Edit the material from its first line through the line that contains "173,14,497,155", replacing "white wall" with "gray wall" and leaving everything else unchanged. Return only those lines.

********************

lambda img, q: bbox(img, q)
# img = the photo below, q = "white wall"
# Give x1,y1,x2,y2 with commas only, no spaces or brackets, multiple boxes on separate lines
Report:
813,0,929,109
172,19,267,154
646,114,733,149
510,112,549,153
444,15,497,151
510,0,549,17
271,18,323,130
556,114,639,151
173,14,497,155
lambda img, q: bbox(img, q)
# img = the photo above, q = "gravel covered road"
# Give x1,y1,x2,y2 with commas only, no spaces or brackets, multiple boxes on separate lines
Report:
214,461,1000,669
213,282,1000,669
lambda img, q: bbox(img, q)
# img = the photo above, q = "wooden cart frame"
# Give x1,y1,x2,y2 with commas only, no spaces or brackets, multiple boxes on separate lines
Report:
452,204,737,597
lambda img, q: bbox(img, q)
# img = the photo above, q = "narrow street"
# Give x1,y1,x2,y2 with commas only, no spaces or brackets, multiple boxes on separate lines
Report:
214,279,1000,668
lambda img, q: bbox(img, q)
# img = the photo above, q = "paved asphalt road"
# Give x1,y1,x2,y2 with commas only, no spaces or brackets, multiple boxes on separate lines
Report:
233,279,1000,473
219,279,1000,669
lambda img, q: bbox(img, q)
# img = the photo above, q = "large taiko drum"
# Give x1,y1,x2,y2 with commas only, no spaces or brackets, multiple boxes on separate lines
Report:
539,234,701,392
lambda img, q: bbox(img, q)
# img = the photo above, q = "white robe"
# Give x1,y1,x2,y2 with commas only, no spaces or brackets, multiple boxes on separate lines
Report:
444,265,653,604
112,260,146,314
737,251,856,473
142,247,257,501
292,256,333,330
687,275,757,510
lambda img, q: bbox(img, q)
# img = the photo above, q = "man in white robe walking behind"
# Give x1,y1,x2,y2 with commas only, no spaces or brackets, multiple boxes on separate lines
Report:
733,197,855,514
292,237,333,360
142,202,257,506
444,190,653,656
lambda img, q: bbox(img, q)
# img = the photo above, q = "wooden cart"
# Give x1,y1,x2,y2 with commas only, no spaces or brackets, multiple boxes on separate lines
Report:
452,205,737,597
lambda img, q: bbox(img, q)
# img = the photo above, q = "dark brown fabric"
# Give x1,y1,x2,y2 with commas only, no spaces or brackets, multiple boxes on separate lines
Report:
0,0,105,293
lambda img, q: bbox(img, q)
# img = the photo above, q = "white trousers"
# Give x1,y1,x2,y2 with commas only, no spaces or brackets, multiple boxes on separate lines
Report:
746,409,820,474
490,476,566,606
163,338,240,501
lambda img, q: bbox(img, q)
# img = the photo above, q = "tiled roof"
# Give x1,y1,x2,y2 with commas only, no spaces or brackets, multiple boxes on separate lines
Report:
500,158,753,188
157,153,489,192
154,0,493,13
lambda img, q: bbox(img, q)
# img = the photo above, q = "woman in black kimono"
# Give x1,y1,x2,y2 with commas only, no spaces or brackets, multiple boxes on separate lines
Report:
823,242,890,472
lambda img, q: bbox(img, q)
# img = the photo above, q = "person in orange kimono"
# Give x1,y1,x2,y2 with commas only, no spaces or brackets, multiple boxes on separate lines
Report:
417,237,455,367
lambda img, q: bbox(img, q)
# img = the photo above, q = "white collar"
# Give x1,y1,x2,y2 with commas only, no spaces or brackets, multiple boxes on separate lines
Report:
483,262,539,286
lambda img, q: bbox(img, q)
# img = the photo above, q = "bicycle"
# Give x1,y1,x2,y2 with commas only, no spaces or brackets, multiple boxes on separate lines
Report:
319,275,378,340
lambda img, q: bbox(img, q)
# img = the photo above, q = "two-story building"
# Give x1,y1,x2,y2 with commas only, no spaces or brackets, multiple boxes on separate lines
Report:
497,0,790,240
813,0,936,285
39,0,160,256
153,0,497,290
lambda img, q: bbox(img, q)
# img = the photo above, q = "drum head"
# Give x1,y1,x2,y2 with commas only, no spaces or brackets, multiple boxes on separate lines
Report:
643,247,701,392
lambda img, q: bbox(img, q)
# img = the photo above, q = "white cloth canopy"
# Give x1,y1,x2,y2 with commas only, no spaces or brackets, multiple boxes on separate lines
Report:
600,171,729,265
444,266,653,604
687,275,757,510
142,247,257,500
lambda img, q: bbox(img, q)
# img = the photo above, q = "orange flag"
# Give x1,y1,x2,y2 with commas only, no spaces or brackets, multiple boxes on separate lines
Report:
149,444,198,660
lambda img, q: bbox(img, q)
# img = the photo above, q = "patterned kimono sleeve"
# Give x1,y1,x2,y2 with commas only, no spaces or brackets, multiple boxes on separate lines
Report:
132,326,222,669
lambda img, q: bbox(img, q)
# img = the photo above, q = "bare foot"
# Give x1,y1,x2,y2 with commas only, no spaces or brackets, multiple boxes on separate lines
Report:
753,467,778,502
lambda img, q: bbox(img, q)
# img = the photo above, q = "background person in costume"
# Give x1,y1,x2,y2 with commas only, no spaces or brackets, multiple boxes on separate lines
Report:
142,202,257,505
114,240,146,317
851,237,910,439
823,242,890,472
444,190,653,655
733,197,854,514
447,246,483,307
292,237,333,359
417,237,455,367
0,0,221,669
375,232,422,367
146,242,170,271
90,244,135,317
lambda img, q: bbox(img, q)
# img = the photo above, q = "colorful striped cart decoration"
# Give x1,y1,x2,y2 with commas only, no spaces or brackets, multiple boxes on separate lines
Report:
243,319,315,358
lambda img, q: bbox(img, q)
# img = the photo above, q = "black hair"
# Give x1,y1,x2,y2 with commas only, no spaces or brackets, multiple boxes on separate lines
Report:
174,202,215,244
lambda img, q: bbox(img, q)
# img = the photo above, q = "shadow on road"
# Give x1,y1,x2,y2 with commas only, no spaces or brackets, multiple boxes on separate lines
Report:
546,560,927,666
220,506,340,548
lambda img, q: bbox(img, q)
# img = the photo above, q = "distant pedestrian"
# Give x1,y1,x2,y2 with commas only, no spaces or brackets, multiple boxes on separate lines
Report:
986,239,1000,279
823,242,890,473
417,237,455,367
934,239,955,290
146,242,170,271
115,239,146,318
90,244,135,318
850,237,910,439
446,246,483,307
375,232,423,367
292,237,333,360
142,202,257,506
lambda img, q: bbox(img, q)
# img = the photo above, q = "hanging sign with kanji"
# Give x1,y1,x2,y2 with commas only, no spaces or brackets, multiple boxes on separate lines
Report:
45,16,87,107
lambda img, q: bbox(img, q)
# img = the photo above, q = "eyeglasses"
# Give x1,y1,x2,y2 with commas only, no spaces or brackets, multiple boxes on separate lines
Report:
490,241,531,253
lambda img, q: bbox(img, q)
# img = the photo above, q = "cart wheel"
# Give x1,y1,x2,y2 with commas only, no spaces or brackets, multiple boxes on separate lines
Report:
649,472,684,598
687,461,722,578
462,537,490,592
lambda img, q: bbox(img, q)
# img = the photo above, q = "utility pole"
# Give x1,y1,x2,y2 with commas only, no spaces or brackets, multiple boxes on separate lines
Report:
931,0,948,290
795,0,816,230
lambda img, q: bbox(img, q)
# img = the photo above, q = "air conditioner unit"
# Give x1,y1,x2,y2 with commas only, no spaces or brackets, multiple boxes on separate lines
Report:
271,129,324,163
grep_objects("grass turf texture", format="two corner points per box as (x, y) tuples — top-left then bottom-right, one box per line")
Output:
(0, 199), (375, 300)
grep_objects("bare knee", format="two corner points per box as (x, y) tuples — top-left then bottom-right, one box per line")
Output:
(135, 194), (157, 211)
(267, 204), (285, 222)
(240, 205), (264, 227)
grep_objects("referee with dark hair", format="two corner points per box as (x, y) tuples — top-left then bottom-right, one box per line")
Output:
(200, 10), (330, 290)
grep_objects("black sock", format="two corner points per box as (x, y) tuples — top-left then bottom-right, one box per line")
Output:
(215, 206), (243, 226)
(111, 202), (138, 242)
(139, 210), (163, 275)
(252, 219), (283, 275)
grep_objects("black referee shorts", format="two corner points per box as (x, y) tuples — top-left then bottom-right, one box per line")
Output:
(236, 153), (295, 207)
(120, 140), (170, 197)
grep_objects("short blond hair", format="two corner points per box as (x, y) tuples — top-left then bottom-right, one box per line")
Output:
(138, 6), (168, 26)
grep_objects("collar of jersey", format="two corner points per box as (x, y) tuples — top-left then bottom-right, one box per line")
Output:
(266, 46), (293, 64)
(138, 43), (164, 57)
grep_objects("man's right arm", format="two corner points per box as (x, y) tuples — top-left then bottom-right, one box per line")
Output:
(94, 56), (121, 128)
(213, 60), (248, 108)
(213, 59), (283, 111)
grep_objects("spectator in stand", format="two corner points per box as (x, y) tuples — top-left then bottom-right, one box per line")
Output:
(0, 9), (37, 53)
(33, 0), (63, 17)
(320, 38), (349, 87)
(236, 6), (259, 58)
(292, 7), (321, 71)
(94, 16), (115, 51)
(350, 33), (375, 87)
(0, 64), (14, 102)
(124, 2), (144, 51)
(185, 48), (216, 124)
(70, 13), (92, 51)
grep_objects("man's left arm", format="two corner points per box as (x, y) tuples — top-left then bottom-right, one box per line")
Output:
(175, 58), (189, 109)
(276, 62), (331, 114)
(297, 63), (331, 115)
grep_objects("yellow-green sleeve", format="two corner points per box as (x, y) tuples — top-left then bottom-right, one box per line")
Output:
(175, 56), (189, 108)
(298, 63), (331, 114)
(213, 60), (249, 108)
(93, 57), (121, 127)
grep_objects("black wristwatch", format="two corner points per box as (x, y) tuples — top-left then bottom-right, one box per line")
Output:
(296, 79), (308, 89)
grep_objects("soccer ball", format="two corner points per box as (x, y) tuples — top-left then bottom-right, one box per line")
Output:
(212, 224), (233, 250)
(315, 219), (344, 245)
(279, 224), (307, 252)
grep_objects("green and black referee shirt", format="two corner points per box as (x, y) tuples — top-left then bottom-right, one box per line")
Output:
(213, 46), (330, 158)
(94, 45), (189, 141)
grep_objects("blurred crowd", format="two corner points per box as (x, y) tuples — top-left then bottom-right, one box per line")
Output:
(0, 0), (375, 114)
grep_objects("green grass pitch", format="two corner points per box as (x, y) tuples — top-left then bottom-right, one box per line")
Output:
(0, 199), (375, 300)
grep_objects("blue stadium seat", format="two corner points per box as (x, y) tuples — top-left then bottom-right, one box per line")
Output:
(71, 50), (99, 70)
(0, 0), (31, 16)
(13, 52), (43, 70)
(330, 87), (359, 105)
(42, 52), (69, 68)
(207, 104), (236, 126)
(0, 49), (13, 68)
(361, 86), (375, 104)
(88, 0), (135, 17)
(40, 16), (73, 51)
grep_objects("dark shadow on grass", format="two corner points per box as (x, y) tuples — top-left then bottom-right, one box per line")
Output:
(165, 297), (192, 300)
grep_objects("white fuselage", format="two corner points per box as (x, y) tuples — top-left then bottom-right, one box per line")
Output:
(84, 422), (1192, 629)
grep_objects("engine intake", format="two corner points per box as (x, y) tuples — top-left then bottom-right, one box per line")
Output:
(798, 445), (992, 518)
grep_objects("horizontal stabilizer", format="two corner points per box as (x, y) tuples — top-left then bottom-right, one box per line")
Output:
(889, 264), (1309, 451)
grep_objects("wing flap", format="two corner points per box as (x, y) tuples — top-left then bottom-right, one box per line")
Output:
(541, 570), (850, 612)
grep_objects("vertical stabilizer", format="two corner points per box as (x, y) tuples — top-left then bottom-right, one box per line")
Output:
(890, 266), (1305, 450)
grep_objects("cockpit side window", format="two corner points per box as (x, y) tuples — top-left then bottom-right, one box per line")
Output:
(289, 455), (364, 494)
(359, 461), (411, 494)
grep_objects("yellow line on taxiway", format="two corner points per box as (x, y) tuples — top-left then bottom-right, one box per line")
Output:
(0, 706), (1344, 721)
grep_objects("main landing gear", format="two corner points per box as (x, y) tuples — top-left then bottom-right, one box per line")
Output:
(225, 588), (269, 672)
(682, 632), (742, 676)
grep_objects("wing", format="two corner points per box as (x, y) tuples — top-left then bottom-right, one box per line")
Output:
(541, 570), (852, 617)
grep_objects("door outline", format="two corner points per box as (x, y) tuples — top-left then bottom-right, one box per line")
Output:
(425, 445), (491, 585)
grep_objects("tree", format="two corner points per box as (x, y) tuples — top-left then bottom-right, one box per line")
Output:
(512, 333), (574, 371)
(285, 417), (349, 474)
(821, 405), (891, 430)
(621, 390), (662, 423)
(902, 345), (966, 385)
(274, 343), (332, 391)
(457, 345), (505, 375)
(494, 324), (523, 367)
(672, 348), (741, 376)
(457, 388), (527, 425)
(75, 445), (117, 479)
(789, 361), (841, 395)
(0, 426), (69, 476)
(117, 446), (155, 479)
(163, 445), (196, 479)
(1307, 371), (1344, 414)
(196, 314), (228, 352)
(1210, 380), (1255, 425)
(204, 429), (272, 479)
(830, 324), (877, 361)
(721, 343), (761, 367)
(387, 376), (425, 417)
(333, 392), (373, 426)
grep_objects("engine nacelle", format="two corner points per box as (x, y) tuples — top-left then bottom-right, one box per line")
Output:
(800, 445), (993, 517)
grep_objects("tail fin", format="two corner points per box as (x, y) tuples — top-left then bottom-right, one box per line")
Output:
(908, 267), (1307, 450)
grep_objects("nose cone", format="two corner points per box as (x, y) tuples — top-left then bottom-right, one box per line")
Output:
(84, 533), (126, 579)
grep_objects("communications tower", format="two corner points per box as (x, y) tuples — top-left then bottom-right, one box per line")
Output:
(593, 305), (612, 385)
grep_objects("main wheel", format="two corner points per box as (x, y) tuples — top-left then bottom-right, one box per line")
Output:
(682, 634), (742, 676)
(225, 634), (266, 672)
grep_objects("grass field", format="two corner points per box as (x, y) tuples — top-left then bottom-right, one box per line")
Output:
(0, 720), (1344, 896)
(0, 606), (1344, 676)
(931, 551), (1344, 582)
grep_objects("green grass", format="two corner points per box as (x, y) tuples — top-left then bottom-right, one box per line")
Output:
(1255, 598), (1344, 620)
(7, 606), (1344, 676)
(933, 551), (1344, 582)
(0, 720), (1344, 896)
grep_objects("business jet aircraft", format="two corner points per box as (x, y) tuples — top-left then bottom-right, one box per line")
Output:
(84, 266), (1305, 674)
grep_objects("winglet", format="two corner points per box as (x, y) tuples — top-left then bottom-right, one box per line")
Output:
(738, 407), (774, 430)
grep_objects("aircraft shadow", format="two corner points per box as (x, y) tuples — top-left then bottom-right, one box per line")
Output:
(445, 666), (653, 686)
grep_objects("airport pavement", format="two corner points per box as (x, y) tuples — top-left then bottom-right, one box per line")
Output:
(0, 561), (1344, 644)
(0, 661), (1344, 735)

********************

▸ **WRITTEN RESPONSE**
lambda img, q: bbox(img, q)
# img = the photo below, q = "gray wall"
# Give x1,y1,x2,y2 with commas only, no spaces or brackets, multiple boxes on separate lines
Report:
813,0,929,109
172,19,267,154
646,114,733,149
510,112,549,153
444,15,497,151
510,0,549,17
271,18,323,130
556,114,639,151
173,14,497,155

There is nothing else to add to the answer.